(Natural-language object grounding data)
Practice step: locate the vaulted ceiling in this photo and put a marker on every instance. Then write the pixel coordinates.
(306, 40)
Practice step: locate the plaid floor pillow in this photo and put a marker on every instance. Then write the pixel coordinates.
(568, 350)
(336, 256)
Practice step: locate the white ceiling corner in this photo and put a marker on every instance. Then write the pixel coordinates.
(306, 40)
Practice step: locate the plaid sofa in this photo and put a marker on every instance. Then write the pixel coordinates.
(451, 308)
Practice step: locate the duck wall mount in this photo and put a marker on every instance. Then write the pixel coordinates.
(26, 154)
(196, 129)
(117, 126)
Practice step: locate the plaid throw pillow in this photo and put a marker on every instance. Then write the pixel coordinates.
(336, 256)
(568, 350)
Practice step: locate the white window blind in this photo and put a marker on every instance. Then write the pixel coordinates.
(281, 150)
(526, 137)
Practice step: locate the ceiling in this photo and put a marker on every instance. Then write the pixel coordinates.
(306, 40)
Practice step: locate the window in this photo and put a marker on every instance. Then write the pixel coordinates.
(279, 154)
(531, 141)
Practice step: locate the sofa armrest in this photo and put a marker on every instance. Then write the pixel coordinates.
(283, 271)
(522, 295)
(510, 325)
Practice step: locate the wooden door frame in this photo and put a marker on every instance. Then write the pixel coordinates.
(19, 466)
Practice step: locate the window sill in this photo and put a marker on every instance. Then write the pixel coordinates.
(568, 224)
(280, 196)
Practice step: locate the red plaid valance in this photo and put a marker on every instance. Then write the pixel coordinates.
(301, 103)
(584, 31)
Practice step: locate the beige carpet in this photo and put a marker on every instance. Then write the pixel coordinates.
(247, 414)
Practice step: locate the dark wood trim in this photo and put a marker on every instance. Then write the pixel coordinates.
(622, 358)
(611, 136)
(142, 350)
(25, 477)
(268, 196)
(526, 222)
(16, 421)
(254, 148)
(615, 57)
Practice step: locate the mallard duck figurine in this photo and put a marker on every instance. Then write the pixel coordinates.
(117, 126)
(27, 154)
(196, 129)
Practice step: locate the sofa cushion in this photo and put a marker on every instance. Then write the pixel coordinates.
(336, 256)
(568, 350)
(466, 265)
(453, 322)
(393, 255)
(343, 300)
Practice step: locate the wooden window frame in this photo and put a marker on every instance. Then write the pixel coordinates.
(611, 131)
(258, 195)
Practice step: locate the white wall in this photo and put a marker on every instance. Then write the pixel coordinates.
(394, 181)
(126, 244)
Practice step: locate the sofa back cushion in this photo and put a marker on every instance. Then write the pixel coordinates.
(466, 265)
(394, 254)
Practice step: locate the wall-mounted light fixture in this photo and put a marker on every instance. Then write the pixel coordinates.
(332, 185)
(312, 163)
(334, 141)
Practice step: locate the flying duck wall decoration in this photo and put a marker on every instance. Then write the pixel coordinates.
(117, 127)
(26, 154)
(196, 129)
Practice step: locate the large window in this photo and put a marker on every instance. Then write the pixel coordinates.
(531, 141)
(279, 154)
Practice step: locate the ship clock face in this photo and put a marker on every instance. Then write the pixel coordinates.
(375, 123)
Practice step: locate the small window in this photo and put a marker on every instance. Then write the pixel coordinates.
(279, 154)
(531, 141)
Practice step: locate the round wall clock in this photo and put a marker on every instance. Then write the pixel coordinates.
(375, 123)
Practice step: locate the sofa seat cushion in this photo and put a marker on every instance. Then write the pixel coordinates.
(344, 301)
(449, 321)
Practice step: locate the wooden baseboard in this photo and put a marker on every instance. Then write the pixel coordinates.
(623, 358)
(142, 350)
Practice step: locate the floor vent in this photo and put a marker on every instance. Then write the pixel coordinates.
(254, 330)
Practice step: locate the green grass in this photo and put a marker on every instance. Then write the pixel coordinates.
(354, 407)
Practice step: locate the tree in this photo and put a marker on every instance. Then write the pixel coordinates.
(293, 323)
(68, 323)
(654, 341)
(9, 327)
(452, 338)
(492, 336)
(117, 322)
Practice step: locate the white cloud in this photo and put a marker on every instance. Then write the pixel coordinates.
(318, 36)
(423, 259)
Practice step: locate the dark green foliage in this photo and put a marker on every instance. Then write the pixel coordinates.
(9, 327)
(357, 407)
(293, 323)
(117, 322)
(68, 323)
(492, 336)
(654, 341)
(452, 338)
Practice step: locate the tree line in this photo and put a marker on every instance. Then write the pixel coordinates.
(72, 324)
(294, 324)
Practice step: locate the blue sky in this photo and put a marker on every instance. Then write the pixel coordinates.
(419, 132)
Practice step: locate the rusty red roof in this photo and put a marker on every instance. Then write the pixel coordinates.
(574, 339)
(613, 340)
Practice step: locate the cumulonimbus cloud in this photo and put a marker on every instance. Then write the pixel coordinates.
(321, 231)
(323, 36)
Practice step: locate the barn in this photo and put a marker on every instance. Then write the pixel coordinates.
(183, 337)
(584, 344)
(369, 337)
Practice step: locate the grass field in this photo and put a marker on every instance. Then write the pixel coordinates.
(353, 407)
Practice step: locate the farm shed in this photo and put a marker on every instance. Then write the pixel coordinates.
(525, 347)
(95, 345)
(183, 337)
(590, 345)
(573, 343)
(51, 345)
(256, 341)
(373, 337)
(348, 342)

● TASK GOAL: Copy out each record above exactly, leaving nothing out.

● ANSWER TO THIS EXERCISE:
Practice step: locate the vaulted ceiling in this photo and put a marker on every instance. Then write the pixel coordinates.
(306, 40)
Practice step: locate the plaid floor pillow in this photo and put a marker on every instance. Then write the pixel coordinates.
(568, 350)
(336, 256)
Practice step: locate the white ceiling corner in this photo and put a marker on every instance. Then write the pixel coordinates.
(306, 40)
Practice step: locate the plaid sofa in this photo and put a marker on every instance. Then write the pixel coordinates.
(451, 308)
Practice step: locate the duck wall mount in this photo and put a marker on every instance. Then write the pixel coordinates.
(26, 154)
(196, 129)
(117, 126)
Practice step: locate the plaid throw pillow in this photo and put a marker on every instance. Then write the pixel coordinates.
(336, 256)
(568, 350)
Practice step: locate the white window blind in this photo and put a marker on every instance. Then write the pixel coordinates.
(281, 150)
(526, 137)
Practice step: locate the ceiling in this photo and put a marker on every instance. Then write the pixel coordinates.
(306, 40)
Practice step: locate the window in this photo and put a marker on every instance. Then write the pixel coordinates.
(279, 154)
(531, 141)
Practice step: locate the sofa armrest in this photo and put a marker on every instance. Then write the pixel coordinates.
(283, 271)
(522, 295)
(510, 325)
Practice step: locate the wooden door frame in this photo and put a marker on every instance. Then write the pixel coordinates.
(19, 466)
Practice step: locate the window sill in this photo and put a marker on every instance. Then write the pixel coordinates.
(568, 224)
(280, 196)
Practice step: locate the red plaid valance in this photo and put a marker on every instance. Then write the pixel coordinates.
(301, 103)
(584, 31)
Practice step: locate the beige carpet in this photo and put a marker on every instance. Then write the pixel coordinates.
(247, 414)
Practice step: locate the dark wood trim in this photo and put a marker on every instance. Then write the pixel coordinates.
(622, 358)
(611, 136)
(142, 350)
(25, 477)
(268, 196)
(526, 222)
(16, 421)
(254, 148)
(615, 57)
Practice step: locate the mallard duck figurine in this photo and put a marker on every instance. Then write the pixel coordinates.
(117, 126)
(27, 154)
(196, 129)
Practice step: locate the sofa cushion in this photo and put a marker on every instance. Then write the pixel coordinates.
(336, 256)
(568, 350)
(466, 265)
(453, 322)
(393, 255)
(343, 300)
Practice step: locate the wooden window frame in this photo and put a marker on every instance. Then write the pixel coordinates.
(611, 131)
(258, 195)
Practice step: locate the white wall in this photo and put a marker on every instance. Then write the pixel coordinates.
(394, 181)
(126, 244)
Practice step: locate the sofa back cushion in this photo and put a marker on every instance. Then write the pixel coordinates.
(466, 265)
(394, 254)
Practice step: locate the wall-mounted light fixture in this photo and put a marker on every instance. Then write the pixel coordinates.
(332, 185)
(312, 163)
(334, 141)
Practice step: locate the flying duck wall decoration in this photo and put a marker on every instance. Then write the pixel coordinates.
(117, 127)
(26, 154)
(196, 129)
Practice step: locate the large window in this photo and put a marker on every instance. Then write the pixel coordinates.
(531, 141)
(279, 154)
Practice step: locate the ship clock face in this photo and put a marker on every instance. Then write the pixel coordinates.
(375, 123)
Practice step: locate the small window in this photo and put a marker on every instance. Then write the pixel coordinates.
(279, 154)
(531, 141)
Practice step: locate the round wall clock in this photo and put a marker on every instance. Then write the pixel coordinates.
(375, 123)
Practice step: locate the sofa seat cushion in this photo and put a marker on every instance. Then write the pixel coordinates.
(344, 301)
(449, 321)
Practice step: locate the wooden baseboard in this photo and put a marker on every instance. Then write the pixel coordinates.
(623, 358)
(142, 350)
Practice step: locate the floor vent in this photo and put a marker on every instance. Then write the pixel coordinates.
(254, 330)
Practice step: locate the green grass in this photo and put a marker on every instance. Then write the pixel coordinates.
(354, 407)
Practice step: locate the tree in this photo and put a marker on every instance. Then write the pixel coordinates.
(293, 323)
(68, 323)
(654, 341)
(9, 327)
(452, 338)
(492, 336)
(117, 322)
Practice step: locate the white cloud in this photo and put a marker on every instance. Then write the pixel coordinates.
(318, 36)
(423, 259)
Practice step: locate the dark green foliage in this photo and put a marker on every instance. Then write the pixel coordinates.
(9, 327)
(357, 407)
(293, 323)
(117, 322)
(68, 323)
(492, 336)
(654, 341)
(452, 338)
Practice step: locate the tree line in this photo and put a marker on every instance. Then write the pixel coordinates.
(72, 324)
(294, 324)
Practice step: locate the blue sky in this photo and put a marker on every instance. Then write the pixel coordinates.
(419, 132)
Practice step: locate the rusty red roof in this photo and put a marker on every instance. Then write the pixel coordinates.
(574, 339)
(613, 340)
Practice step: locate the cumulonimbus cloud in this photo and put a marker on every instance. Then write the pixel coordinates.
(321, 231)
(323, 36)
Practice step: locate the barn in this photo and put a marker on every instance. Then write the pixel coordinates.
(183, 337)
(584, 344)
(369, 337)
Practice step: locate the grass field in this photo and put a marker on every instance. Then write the pixel coordinates.
(353, 407)
Practice step: locate the farm shed in this photo and put a marker on every instance. Then write the pixel coordinates.
(525, 347)
(95, 345)
(183, 337)
(590, 345)
(573, 343)
(51, 345)
(256, 341)
(373, 337)
(348, 342)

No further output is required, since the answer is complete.